* START MATERIAL TO PROCESS *

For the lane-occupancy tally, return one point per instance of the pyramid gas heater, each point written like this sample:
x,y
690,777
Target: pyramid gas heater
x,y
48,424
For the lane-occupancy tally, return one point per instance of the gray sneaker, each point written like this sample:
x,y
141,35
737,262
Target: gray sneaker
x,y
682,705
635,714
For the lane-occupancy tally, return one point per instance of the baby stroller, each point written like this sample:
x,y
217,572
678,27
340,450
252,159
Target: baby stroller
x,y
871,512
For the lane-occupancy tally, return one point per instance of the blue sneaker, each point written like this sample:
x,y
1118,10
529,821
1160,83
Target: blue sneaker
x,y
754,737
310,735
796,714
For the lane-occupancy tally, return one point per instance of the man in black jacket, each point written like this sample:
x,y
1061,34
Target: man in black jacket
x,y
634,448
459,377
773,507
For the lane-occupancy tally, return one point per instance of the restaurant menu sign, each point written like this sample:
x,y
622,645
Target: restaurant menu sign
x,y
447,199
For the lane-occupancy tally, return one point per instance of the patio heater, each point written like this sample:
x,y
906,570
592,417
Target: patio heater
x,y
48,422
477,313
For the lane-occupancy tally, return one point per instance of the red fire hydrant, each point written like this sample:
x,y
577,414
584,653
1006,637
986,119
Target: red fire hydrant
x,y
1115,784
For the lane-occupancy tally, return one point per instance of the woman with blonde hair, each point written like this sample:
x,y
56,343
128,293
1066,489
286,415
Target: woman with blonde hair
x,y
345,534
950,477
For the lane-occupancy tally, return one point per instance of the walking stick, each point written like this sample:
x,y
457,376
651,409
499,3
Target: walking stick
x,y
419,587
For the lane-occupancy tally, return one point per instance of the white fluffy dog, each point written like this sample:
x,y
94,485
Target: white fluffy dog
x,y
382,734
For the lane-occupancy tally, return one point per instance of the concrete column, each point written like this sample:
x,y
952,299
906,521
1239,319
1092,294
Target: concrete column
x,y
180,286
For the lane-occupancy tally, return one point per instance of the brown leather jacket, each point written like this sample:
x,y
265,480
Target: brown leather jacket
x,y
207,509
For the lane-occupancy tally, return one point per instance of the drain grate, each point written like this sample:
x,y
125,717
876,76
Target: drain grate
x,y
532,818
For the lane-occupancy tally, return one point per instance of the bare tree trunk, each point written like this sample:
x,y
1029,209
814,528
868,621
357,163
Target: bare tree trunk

* END MATERIAL TO PROCESS *

EXERCISE OBJECTIVE: Could you copy every line of the data above, word for word and in the same order?

WRITTEN ANSWER:
For the lane-occupancy tally, return one point per instance of the pyramid gas heater, each point written like this sample:
x,y
690,777
Target: pyramid gas heater
x,y
48,424
For the lane-occupancy tally, return one point per instance of the gray sneaker, each point written like this sample:
x,y
141,35
737,262
Target: gray sneaker
x,y
682,705
635,714
For the lane-occupancy tally, return one point per instance of the baby stroller, each point written like this sample:
x,y
217,572
678,27
340,450
252,159
Target: baby stroller
x,y
871,512
For the lane-occupancy tally, return one point per instance of the blue sneaker, each point written like this sample:
x,y
1118,10
529,821
1160,83
Target: blue sneaker
x,y
754,737
310,735
796,714
For the lane-occupancy tally, return one point per instance of the man in black jacket, each point written like this sample:
x,y
1061,34
Target: man in black jacket
x,y
634,448
459,377
773,507
For the lane-occupancy tally, return one point per instance of the restaurant menu sign, each point written like this sample:
x,y
622,645
Target: restaurant menu sign
x,y
447,199
For the lane-occupancy tally, return one point per instance of the patio heater, each point written like this sample:
x,y
906,570
592,417
Target: patio heater
x,y
48,422
477,313
For the lane-occupancy tally, return one point per instance of the red fire hydrant, each point written like this sample:
x,y
577,414
584,653
1006,637
986,119
Target: red fire hydrant
x,y
1115,784
For the lane-occupancy tally, return one point per instance of the woman with blonde hair, each point written like this sample:
x,y
56,343
128,293
1066,489
286,415
Target: woman with blonde hair
x,y
345,534
950,477
For the lane-occupancy tally, return one point per instance of the walking stick, each point written like this sample:
x,y
457,376
651,409
499,3
Target: walking stick
x,y
419,587
For the lane-occupancy tally, return one point per instance of the white fluffy dog, each point written like this sample:
x,y
94,485
Target: white fluffy dog
x,y
382,734
For the lane-occupancy tally, return one point per instance of the concrete column, each point written like this sample:
x,y
952,299
906,521
1239,319
1092,294
Target: concrete column
x,y
180,286
For the lane-occupancy tally, return one point per instance of the brown leather jacket, each point written like this sample:
x,y
265,480
Target: brown leather jacket
x,y
207,509
For the lane-occupancy tally, return one point per instance of the drain grate, each point written like this sample:
x,y
125,717
876,76
Target: drain grate
x,y
532,818
For the lane-occupancy tally, return one point per instance of the bare tree trunk, each point written like this sample:
x,y
1029,209
814,528
868,621
357,163
Target: bare tree trunk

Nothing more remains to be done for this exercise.